§ **Objective**
Return every line of the listing below unchanged, from the first line to the last.

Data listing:
..............................

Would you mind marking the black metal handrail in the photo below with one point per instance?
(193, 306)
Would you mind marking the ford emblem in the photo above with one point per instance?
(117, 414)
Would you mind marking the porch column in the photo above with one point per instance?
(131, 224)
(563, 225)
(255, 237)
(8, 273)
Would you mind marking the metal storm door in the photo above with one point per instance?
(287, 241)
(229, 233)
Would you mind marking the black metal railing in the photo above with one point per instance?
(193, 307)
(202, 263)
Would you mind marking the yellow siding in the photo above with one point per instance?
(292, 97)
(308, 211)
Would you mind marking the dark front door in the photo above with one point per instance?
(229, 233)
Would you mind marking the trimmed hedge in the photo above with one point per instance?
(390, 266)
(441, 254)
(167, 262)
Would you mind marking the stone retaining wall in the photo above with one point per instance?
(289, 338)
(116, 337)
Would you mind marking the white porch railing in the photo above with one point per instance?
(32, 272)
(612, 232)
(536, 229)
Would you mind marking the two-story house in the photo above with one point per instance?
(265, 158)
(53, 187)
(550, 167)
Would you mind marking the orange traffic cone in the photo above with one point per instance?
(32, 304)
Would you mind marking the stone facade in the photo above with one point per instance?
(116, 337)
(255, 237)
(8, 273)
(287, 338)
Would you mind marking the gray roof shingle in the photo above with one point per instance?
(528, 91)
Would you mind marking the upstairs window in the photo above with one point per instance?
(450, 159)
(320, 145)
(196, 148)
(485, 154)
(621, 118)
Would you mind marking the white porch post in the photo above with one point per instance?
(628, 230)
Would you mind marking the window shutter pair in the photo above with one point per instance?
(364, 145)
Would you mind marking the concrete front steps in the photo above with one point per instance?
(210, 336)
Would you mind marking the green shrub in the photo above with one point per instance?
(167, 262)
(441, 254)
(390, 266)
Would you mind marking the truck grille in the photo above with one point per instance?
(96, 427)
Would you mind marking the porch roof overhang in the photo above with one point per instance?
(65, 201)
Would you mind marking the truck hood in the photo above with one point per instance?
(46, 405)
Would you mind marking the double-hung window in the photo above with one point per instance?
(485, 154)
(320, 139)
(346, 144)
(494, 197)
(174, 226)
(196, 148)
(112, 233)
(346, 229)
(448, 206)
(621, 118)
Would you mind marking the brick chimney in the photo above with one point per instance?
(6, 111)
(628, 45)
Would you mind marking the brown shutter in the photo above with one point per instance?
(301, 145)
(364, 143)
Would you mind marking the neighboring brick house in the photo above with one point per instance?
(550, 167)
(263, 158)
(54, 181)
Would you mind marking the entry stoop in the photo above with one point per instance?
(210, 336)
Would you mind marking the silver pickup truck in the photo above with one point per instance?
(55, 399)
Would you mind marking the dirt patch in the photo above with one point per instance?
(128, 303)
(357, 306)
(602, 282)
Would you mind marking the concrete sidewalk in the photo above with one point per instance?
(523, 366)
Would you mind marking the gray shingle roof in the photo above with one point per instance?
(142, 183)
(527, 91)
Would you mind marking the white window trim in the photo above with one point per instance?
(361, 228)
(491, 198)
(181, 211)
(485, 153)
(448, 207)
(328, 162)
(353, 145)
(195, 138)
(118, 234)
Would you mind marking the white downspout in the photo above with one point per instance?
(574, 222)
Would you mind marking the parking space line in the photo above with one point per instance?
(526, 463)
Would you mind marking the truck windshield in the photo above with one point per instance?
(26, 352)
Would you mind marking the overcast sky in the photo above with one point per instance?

..............................

§ **Solution to this problem**
Would you mind marking the black metal handrail in the photo below with one point per instance?
(193, 306)
Would you mind marking the ford emblem in the photo above with one point per instance?
(117, 414)
Would you mind marking the porch column in the photo above with one point per instance?
(131, 224)
(563, 225)
(255, 237)
(8, 273)
Would you mind marking the metal storm door in the photo above with one point per instance?
(287, 241)
(229, 233)
Would you mind marking the black metal railing in the photo above with one point per instance?
(193, 307)
(202, 263)
Would you mind marking the yellow siding in the photo above with one point per instance?
(292, 97)
(308, 211)
Would you mind marking the dark front door in the photo above with one point per instance?
(229, 233)
Would you mind marking the trimmed hedge in the photo above with one point per instance?
(390, 266)
(441, 254)
(167, 262)
Would you mind marking the stone retaining wall in the photo above with one point per instance?
(289, 338)
(116, 337)
Would you mind marking the white porch railing in the photo above with one point per instance?
(32, 272)
(612, 232)
(536, 229)
Would you mind marking the two-story house in the photo above with one point per instance?
(265, 158)
(53, 187)
(550, 167)
Would you mind marking the orange traffic cone in the photo above with one point per instance?
(32, 304)
Would you mind marking the stone facade in the photo above with one point per instance?
(116, 337)
(255, 237)
(8, 273)
(287, 338)
Would you mind marking the gray roof shingle in the photo above with one point per instance?
(528, 91)
Would you mind marking the upstairs window in the photo above with one point per instance?
(450, 159)
(320, 145)
(196, 148)
(485, 154)
(621, 118)
Would you mind marking the white porch post in the photo above with one point per instance?
(628, 230)
Would you mind marking the window shutter pair in the photo above with one point per instance?
(364, 145)
Would you mind marking the concrete front steps in the photo above with one point per instance?
(210, 336)
Would you mind marking the green shrub in the photo above with one point per instance?
(167, 262)
(441, 254)
(390, 266)
Would you mind marking the truck grille in the photo above with one point per instance?
(96, 427)
Would you mind marking the porch roof overhang in the photo above with one point per instance?
(65, 201)
Would you mind marking the truck hood in the photo above with one point per instance?
(46, 405)
Would you mind marking the double-hung window in the photo above with one point per instance?
(485, 154)
(320, 139)
(346, 144)
(494, 197)
(174, 226)
(196, 148)
(112, 233)
(346, 229)
(448, 206)
(621, 118)
Would you mind marking the brick chimney in the photo above with one point per instance?
(6, 111)
(628, 45)
Would you mind marking the brown shutter in the photo above with one point per instance?
(301, 145)
(364, 143)
Would you mind marking the neighboring brick house in the photo above with one point per instance?
(550, 167)
(263, 158)
(54, 181)
Would you mind marking the entry stoop in the photo above with one point per instance?
(210, 336)
Would you mind marking the silver pickup truck in the photo above with one point per instance?
(55, 399)
Would you mind marking the dirt patch in the photo above with one point per instance?
(128, 303)
(357, 306)
(602, 282)
Would you mind marking the concrete sidewalk in the photo above with one point per instance?
(523, 366)
Would you mind marking the gray shingle roof in the photo above with one point per instance?
(142, 183)
(527, 91)
Would you mind marking the white window trim in the photo above with one point per instance?
(361, 228)
(491, 198)
(181, 211)
(485, 153)
(448, 207)
(328, 162)
(353, 145)
(195, 138)
(118, 234)
Would you mind marking the white downspout in the photo above with one point per instance?
(574, 222)
Would you mind marking the parking space line in the photo above with one point per instance?
(526, 463)
Would you mind marking the truck windshield in the photo above with one point per instance?
(26, 352)
Would you mind marking the overcast sky in the photo above with one point per instance?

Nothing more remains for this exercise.